— Start DATA RECORDS —
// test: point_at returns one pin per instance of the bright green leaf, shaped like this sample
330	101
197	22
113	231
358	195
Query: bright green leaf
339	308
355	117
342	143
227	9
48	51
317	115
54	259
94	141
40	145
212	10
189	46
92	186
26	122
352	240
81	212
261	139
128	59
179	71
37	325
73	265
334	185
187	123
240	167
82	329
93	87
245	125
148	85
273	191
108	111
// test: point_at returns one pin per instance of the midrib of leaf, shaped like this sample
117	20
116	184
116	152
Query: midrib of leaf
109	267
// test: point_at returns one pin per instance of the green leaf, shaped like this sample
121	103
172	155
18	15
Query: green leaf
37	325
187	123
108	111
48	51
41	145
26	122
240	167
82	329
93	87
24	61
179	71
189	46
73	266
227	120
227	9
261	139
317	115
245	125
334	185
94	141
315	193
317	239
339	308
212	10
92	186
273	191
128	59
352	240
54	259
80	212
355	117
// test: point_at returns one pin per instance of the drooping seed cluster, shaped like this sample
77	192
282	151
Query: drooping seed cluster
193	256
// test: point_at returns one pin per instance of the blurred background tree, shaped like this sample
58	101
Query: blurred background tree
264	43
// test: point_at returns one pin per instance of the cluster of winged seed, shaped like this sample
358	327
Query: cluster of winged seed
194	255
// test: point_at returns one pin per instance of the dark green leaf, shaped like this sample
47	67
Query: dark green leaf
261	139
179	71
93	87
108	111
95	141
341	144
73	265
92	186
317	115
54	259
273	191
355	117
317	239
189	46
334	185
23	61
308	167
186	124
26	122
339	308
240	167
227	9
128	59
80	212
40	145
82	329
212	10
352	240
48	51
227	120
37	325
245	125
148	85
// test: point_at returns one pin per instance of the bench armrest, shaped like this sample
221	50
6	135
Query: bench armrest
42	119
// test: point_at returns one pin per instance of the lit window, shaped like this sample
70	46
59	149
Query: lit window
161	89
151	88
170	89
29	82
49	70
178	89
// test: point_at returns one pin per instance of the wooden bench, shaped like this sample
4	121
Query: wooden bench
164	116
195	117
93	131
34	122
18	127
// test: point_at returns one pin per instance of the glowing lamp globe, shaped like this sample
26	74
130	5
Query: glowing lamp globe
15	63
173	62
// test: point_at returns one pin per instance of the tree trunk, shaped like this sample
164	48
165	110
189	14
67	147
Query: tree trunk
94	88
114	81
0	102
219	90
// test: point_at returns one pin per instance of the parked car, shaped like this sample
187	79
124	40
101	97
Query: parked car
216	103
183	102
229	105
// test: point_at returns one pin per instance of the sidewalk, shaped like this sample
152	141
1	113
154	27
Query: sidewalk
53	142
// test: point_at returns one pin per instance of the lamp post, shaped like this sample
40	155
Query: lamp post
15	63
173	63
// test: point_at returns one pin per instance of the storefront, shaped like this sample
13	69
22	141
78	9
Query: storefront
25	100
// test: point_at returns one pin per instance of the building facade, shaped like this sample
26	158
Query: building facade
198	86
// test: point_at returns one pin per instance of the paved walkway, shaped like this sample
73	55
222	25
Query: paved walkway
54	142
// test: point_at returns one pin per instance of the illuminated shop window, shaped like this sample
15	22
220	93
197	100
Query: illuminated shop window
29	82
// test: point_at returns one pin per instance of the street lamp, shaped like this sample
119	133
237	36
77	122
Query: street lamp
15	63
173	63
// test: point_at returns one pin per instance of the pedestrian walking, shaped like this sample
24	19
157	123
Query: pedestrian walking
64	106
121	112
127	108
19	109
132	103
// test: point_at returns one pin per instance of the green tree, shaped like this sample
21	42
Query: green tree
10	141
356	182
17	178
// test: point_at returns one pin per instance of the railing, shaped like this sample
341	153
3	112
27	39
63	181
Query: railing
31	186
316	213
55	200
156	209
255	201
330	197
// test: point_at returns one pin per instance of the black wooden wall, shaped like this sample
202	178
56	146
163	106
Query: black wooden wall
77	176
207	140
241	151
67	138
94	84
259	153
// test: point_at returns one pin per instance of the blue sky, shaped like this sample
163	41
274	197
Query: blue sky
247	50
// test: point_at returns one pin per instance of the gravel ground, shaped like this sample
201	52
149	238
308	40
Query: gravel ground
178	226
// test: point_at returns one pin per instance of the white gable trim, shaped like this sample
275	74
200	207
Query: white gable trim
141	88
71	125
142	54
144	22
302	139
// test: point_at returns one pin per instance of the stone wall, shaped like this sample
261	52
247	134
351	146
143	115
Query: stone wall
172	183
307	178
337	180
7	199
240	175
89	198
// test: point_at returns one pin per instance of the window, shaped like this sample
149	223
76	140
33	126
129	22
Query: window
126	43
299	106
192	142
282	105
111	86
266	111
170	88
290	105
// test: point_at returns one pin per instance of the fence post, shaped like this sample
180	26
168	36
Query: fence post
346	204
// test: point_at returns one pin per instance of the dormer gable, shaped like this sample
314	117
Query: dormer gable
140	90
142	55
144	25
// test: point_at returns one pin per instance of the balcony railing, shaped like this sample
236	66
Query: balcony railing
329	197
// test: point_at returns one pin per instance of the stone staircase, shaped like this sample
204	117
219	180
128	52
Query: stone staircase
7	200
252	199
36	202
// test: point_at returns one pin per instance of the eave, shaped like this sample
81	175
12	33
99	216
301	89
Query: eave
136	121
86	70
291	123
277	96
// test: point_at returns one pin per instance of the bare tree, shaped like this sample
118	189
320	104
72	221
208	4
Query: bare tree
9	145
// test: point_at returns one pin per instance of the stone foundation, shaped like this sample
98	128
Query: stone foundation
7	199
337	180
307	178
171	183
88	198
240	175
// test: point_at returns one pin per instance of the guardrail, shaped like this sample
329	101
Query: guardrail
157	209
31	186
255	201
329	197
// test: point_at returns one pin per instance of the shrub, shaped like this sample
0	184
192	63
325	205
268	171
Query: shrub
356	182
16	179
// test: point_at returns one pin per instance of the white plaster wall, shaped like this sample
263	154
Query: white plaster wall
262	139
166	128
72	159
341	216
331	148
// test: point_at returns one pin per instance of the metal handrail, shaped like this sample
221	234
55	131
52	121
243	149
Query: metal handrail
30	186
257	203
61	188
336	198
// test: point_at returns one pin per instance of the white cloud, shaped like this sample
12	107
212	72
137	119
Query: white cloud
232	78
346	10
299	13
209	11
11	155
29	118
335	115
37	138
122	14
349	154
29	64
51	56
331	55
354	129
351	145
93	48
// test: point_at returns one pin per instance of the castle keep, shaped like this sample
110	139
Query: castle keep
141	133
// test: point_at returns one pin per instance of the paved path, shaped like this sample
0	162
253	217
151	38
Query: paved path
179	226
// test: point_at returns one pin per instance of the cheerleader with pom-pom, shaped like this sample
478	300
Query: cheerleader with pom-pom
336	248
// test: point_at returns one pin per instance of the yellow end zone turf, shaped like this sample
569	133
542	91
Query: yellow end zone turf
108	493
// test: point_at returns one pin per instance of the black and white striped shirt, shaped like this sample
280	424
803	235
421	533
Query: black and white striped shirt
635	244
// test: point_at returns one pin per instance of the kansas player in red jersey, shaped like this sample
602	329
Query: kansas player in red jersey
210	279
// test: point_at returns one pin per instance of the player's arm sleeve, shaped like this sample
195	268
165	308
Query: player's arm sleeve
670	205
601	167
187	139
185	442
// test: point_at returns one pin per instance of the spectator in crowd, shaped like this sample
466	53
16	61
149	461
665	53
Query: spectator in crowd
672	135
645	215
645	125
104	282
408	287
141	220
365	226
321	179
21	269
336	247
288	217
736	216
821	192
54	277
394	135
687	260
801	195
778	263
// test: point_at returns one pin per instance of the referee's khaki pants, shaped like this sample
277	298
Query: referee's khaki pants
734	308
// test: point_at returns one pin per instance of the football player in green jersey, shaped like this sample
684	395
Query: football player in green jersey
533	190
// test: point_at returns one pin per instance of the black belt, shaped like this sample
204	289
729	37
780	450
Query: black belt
— End DATA RECORDS —
* [EXERCISE DETAILS] Find "pants, shaped like this sample" in the data above, then repeat that line and all lines after it exactly, ending with the final line.

* [EXERCISE SOLUTION]
// test: point_at returns one pin per instance of the referee's khaki pants, shaped like this sample
277	298
Query: referee's khaki pants
734	308
// test: point_at returns one pin per instance of the football player in green jersey, shaped like this sample
684	395
Query: football player in green jersey
533	190
// test: point_at returns one pin per instance of the black belt, shaped like this sample
204	289
729	37
780	450
Query: black belt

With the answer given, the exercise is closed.